[Photo object pointing records]
%%
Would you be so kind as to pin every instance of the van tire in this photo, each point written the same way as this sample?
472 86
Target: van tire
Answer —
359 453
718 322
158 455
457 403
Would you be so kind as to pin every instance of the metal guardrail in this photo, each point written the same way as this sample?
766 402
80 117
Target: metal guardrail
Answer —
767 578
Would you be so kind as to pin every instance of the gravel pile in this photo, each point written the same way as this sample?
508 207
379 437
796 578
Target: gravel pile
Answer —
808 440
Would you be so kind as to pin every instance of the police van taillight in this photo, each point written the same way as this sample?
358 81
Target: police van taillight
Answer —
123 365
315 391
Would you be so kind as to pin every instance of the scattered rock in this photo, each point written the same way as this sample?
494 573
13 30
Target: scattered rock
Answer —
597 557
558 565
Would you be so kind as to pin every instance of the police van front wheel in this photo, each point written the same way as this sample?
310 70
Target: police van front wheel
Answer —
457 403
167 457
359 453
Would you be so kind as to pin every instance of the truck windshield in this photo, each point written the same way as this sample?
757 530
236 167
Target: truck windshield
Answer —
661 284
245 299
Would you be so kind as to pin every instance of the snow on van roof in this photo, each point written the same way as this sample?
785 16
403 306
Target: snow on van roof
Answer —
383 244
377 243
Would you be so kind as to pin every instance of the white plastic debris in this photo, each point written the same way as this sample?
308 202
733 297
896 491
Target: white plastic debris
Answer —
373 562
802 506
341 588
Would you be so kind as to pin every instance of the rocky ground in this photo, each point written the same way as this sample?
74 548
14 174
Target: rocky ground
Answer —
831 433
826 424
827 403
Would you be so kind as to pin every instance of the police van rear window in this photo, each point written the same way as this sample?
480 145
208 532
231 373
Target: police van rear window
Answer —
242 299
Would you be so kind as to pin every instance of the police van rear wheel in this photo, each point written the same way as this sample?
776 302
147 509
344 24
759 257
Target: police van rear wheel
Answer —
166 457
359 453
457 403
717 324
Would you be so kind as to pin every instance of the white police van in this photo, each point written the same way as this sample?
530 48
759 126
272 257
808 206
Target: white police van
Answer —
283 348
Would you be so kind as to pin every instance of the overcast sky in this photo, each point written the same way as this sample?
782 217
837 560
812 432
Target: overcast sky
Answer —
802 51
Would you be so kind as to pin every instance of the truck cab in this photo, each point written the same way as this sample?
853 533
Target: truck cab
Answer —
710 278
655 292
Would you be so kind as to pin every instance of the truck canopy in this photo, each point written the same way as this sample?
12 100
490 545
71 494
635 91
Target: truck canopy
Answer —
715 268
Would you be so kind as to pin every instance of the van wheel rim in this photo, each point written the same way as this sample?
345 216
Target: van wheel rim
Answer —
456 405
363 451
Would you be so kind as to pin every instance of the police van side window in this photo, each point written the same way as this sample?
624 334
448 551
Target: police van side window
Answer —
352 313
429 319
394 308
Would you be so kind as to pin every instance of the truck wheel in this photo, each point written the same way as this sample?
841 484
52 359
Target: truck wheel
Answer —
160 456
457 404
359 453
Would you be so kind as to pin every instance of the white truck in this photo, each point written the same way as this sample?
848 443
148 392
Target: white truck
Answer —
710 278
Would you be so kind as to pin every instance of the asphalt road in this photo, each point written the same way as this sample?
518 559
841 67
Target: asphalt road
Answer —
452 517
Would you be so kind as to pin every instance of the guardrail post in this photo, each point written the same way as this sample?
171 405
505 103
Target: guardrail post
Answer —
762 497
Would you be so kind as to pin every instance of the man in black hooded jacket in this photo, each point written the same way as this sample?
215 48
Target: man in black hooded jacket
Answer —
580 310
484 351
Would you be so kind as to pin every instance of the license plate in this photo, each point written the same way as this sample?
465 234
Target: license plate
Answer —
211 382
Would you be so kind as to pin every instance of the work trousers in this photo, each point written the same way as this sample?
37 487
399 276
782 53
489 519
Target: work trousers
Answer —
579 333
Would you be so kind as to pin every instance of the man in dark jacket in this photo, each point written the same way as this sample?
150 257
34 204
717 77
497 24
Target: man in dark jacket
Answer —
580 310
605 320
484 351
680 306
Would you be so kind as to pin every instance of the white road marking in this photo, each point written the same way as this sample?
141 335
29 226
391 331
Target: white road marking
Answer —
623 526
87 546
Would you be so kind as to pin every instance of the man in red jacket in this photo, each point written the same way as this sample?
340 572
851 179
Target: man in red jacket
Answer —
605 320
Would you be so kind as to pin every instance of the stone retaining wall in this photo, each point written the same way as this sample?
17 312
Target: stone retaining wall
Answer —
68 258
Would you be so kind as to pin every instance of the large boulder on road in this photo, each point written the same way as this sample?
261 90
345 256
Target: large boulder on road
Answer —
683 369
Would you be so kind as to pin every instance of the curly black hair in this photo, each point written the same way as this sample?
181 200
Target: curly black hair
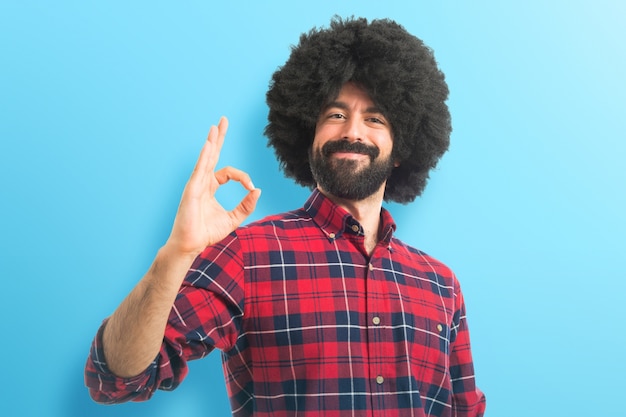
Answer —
395 68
%%
■ **THE REQUEST**
Repeat each line of the records above exactly, but do not copy the pictures.

■ **COMPLETED TASK**
Would you be so kind as to pin every instance of the van tire in this photo, each point written the same way as this sample?
472 86
Target: van tire
Answer —
359 453
718 322
158 455
457 403
Would you be so kind as to pin every instance of the metal guardrail in this photo, each point written the same way as this sample?
766 402
80 117
Target: metal guardrail
Answer —
767 578
Would you be so kind as to pin every instance of the gravel pile in this photo, each point written the same way as this sample?
508 207
379 437
796 578
Target: gravel pile
Answer —
808 440
Would you be so kind as to pin every instance of the police van taillight in this photo, each point written the same way as this sample?
358 81
Target: police van taillight
Answer —
123 365
315 391
Would you be so kind as to pin every instance of the scattered rock in this photo, each point written the same way as this sample?
494 573
13 30
Target: scattered rock
Answer —
597 557
558 565
Would you be so kind as to pin every instance of the police van front wheel in this photo, each point written the same way as this sample?
310 70
Target: police van front wheel
Answer —
457 403
167 457
359 453
Would you be so kind as to pin every instance of the truck windshield in this photo, each point written the same way as this sample?
757 530
236 167
Target: truck windshield
Answer —
661 284
245 299
Would you be so kind as to pin every instance of the snow on van roof in this photo, each point written the same way as this sample?
785 16
403 306
Target: snow on van roof
Answer —
383 244
377 243
Would you be so kind as to pin every instance of the white plastic debris in this photo, each point written the same way as this sample?
308 202
733 297
896 491
Target: white plastic debris
Answer —
373 562
802 506
341 588
Would you be so kind as to pin every instance of the rocky ground in this photo, each point written the same way as this sample?
74 548
14 174
Target: rocky ground
Answer —
831 433
826 424
827 403
Would you be so kind as to pin every instance of the police van rear window in this photo, each point written the same way as this sample?
480 145
208 532
231 373
Target: police van rear window
Answer —
242 299
Would you be so kind as to pin every instance of the police van rear wheel in this photo, each point written the same way as this sample?
776 302
147 509
344 24
759 257
Target: police van rear wheel
Answer —
166 457
359 453
457 403
717 324
Would you be so kind as to pin every instance of the white police van in this photo, each point written the same way as this sample?
530 48
759 126
272 257
808 206
Target: white police van
Answer —
283 348
Would you be so kind as to pin every instance of the overcast sky in this photo, each point written the same way as this sample?
782 217
837 560
812 432
Target: overcast sky
Answer —
802 51
Would you be so kind as to pin every instance of the truck cab in this photo, each point written the same way as this sample?
853 533
Target: truck cab
Answer —
710 278
655 292
Would you be so kind as to pin every instance of the truck canopy in this photo, each point written the same way as this sample?
12 100
490 545
71 494
635 91
Target: truck canopy
Answer —
715 268
Would you be so kind as to pin every instance of the van wheel rim in this photo, each point written the same way as this sample?
345 216
Target: van wheel rim
Answer —
456 405
363 451
Would you be so kind as to pin every instance of the police van side window in this photo, each point written the same way as this sample?
624 334
448 551
Target: police van side window
Answer —
352 313
429 319
394 308
Would you be so kind as to pin every instance of the truck wheel in this photo, each point written the same way as this sample?
841 484
52 359
Target: truck wheel
Answer —
160 456
457 404
359 453
Would you be so kind as to pin every instance of the white truck in this photo, each point written the same way as this sample?
848 443
148 392
Target: white truck
Answer —
710 278
Would you be so kind as to pin every instance of the asphalt road in this photo, each point written the same way as this sample?
518 559
841 67
Target: asphalt road
Answer —
452 517
Would you be so kind as to pin every instance of the guardrail post in this photo, each point written the same way as this sample?
171 405
505 103
Target: guardrail post
Answer —
762 497
Would you be so kind as to pin every instance of the man in black hooded jacket in this photo, each point written the same way as this sample?
215 48
Target: man in black hooded jacket
Answer —
580 310
484 351
Would you be so kind as to pin every instance of the license plate in this photo, each point written the same way as this sample?
465 234
Target: license plate
Answer —
211 382
Would you be so kind as to pin every instance of the work trousers in this photo, each point written the same way as this sample?
37 487
399 276
782 53
489 519
Target: work trousers
Answer —
579 333
Would you be so kind as to pin every instance of the man in dark jacket in this photo, each point written the same way as this sample?
150 257
34 204
717 77
497 24
Target: man in dark jacket
Answer —
580 310
605 320
484 351
680 306
Would you be so kind as to pin every instance of the white road marking in this photo, each point written the same way as this sample?
141 335
29 226
391 331
Target: white road marking
Answer —
623 526
87 546
Would you be so kind as to pin every instance of the man in red jacket in this photo, each point written the same way as this sample?
340 572
851 179
Target: man in red jacket
Answer —
605 320
Would you be so kind as to pin every instance of the stone retaining wall in this photo, each point written the same way as this sample?
17 312
Target: stone retaining wall
Answer —
68 258
Would you be so kind as to pin every instance of the large boulder on road in this photo, each point written the same way as this sample?
261 90
345 256
Target: large boulder on road
Answer —
683 369
Would you be so kind as to pin every instance of the curly black hair in this photo, each point written the same way as this sample?
181 200
Target: curly black hair
Answer —
395 68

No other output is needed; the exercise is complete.